Job -
Report every line of the listing below that contains the word "hair", copying each line in full. Case counts.

--------------------

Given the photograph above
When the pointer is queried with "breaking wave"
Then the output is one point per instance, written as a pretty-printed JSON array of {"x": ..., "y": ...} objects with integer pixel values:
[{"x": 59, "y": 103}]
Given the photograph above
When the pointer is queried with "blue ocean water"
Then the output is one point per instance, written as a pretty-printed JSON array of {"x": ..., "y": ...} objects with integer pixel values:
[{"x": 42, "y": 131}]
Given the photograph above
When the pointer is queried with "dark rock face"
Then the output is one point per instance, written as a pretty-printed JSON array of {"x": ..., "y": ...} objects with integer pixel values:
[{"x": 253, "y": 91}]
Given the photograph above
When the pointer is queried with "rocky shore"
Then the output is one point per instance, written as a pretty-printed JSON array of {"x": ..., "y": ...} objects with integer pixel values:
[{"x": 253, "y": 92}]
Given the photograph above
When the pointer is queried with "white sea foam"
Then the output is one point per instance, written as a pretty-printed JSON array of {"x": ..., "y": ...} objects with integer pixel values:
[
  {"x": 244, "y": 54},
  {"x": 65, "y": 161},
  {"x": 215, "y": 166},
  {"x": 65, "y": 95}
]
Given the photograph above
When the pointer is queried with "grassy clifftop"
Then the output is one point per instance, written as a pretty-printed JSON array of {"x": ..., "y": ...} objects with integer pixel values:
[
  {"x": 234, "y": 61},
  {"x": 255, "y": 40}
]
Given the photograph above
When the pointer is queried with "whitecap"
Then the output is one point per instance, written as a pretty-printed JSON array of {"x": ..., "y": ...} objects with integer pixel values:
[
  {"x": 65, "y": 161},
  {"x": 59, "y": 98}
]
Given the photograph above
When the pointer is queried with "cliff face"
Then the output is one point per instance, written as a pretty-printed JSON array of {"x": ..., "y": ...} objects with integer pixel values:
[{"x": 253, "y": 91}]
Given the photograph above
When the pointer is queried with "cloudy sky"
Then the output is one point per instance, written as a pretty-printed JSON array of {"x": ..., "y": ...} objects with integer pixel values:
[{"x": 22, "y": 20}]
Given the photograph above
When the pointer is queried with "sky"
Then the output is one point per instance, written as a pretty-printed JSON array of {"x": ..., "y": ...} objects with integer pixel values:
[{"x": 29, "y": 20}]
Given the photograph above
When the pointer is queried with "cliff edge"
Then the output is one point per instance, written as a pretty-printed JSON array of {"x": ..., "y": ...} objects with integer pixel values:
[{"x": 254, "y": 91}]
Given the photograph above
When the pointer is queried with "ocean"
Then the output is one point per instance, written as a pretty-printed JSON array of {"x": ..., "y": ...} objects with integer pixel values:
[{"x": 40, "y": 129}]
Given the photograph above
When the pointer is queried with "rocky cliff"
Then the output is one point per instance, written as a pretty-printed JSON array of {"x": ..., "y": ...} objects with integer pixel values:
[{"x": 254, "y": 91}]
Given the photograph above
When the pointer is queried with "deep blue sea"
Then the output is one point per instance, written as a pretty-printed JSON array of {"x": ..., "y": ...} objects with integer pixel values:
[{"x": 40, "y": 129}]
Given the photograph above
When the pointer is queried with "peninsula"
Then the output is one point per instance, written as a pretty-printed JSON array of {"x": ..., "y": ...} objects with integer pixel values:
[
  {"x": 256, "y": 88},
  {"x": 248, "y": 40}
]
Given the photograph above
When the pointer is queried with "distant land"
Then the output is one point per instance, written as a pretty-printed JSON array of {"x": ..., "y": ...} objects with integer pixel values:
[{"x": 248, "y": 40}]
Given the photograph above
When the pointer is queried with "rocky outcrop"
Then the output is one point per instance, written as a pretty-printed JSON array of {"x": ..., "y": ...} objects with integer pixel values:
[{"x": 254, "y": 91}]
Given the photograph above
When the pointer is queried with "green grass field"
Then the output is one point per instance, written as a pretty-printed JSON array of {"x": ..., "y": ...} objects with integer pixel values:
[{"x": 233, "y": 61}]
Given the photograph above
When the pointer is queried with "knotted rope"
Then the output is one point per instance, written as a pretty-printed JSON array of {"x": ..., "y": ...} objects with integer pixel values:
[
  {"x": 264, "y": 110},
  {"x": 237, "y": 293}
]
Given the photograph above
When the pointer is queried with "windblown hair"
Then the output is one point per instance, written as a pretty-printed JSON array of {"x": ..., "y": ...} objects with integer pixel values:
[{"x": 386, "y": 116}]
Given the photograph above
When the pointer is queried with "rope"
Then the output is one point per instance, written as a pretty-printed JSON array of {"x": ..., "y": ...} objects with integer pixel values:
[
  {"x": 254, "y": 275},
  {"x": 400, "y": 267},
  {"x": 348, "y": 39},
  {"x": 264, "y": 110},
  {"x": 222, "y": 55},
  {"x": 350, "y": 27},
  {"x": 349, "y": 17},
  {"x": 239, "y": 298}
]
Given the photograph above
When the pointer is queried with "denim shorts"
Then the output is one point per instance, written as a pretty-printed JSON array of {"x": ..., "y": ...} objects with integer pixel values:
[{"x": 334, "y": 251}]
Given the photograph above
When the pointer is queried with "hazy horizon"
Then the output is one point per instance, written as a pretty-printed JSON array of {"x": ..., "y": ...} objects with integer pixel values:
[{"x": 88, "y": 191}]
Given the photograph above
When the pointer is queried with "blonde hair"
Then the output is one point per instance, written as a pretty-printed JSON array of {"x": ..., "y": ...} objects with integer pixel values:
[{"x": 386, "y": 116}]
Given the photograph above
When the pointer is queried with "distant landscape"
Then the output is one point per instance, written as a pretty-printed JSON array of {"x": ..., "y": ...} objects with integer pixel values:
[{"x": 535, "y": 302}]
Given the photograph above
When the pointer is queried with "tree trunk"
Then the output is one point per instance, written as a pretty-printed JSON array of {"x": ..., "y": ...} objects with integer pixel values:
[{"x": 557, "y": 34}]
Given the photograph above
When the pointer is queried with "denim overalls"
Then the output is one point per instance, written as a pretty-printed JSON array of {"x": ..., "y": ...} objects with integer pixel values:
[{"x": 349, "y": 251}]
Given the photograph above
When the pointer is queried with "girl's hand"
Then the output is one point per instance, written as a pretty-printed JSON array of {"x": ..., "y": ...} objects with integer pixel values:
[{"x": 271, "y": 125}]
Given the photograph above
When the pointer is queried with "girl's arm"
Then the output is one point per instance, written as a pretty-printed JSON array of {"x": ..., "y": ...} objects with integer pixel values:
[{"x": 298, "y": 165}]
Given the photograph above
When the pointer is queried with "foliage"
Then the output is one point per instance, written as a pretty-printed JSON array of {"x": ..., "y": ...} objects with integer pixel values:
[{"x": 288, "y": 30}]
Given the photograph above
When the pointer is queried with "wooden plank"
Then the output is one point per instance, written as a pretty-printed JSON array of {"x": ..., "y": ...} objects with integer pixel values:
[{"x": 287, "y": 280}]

--------------------

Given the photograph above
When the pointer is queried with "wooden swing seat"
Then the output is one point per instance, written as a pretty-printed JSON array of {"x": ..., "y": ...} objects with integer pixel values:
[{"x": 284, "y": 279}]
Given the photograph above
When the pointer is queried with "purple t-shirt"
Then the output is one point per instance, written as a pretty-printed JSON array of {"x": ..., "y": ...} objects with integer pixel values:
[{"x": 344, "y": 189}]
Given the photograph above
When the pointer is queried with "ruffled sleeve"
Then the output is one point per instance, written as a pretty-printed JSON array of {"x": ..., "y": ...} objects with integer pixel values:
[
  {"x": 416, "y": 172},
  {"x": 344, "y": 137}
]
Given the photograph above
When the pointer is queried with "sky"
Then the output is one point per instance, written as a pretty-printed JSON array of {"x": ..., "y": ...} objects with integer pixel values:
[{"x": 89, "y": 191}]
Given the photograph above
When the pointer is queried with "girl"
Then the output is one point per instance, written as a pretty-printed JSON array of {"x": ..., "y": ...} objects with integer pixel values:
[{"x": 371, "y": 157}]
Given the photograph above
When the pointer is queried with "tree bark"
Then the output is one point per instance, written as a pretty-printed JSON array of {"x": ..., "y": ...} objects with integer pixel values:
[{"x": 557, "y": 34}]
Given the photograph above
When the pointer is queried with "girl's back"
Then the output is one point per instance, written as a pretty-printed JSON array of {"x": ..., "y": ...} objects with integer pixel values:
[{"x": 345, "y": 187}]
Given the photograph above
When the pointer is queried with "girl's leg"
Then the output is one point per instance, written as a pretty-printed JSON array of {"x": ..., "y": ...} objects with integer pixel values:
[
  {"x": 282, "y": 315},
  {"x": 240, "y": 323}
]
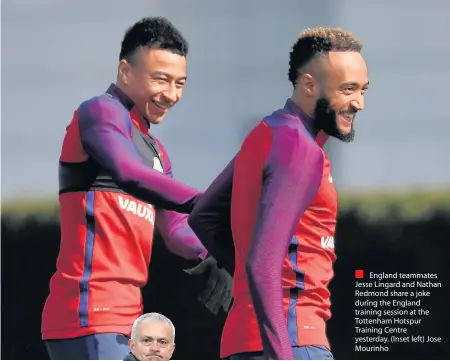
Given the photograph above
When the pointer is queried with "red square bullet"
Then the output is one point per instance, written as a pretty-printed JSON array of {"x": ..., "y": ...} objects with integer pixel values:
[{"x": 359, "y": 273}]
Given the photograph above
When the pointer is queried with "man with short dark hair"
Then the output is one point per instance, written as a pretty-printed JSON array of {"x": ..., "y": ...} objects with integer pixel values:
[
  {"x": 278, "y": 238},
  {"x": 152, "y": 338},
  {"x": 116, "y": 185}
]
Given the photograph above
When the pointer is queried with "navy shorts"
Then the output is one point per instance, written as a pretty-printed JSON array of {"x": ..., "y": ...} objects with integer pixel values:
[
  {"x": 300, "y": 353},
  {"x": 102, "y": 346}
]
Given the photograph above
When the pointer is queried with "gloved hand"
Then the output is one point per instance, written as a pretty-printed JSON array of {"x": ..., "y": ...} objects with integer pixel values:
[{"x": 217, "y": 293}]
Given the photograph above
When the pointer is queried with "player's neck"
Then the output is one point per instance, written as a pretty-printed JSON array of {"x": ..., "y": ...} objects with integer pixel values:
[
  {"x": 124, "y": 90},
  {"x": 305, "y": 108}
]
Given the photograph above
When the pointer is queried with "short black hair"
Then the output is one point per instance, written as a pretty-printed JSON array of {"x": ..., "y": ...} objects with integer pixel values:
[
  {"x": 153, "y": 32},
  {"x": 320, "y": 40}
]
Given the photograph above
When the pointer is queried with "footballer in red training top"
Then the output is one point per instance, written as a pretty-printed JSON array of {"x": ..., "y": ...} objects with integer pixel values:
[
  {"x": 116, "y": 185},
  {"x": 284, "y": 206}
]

--------------------

Right answer -
When the pointer is queried with "windblown hair"
When the pointer is queried with "blonde hair"
When the pointer is queried with "man with short dark hair"
When the pointer is queried with "short black hair"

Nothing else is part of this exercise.